▶ [SOURCE]:
▽

The deque takes an iterable as input argument such as a list or tuple and has the optional input argument, keylen which specifies the maximum length of the deque:

In [47]:
archive = (1, True, 3.14, 'hello', 'hello', 'bye')
duoactive = deque(archive, 9)

The formal string representation uses the \_\_repr\_\_ data model identifier and controls the behaviour of the builtins function repr:

In [48]:
repr(duoactive)

"deque([1, True, 3.14, 'hello', 'hello', 'bye'], maxlen=9)"

The formal and informal string representation are the same:

In [49]:
str(duoactive)

"deque([1, True, 3.14, 'hello', 'hello', 'bye'], maxlen=9)"

The identifiers of the deque class can be examined using:

In [50]:
print(dir(deque), end=' ')

△

[Entries pointing to named objects]
▽

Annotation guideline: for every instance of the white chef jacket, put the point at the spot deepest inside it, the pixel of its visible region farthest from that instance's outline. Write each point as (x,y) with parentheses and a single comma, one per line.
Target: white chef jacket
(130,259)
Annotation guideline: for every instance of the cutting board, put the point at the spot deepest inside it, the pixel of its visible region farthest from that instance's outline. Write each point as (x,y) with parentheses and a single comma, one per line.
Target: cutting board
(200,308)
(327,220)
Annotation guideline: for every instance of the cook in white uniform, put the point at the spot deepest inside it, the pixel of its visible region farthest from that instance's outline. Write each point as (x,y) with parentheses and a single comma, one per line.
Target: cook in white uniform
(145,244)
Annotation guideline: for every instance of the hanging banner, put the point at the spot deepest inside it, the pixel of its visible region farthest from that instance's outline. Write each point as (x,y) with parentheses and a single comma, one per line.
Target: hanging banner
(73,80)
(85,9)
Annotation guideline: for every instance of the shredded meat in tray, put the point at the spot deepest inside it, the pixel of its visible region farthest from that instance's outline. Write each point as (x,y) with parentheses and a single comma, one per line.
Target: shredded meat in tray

△

▶ [EXERCISE TASK 1]:
Answer these questions from the deque passage.
(a) What two kinds of iterable does the passage name as examples of the deque's input argument?
(b) Which data model identifier does the formal string representation use?
(c) What are the identifiers of the deque class examined with?
▶ [EXERCISE TASK 2]: Return the portion of the deque passage that begins at the words "duoactive = deque(archive, 9)" and ends after "str(duoactive)".
▶ [EXERCISE TASK 3]: From the deque passage, explain why str(duoactive) gives the same result as repr(duoactive).

▶ [TASK RESPONSE 1]:
(a) A list or a tuple.
(b) __repr__
(c) print(dir(deque), end=' ')

▶ [TASK RESPONSE 2]:
duoactive = deque(archive, 9)

The formal string representation uses the \_\_repr\_\_ data model identifier and controls the behaviour of the builtins function repr:

In [48]:
repr(duoactive)

"deque([1, True, 3.14, 'hello', 'hello', 'bye'], maxlen=9)"

The formal and informal string representation are the same:

In [49]:
str(duoactive)

▶ [TASK RESPONSE 3]: The passage states that the formal and informal string representations of the deque are the same. The informal one, produced by str, therefore matches the formal one produced by repr: "deque([1, True, 3.14, 'hello', 'hello', 'bye'], maxlen=9)".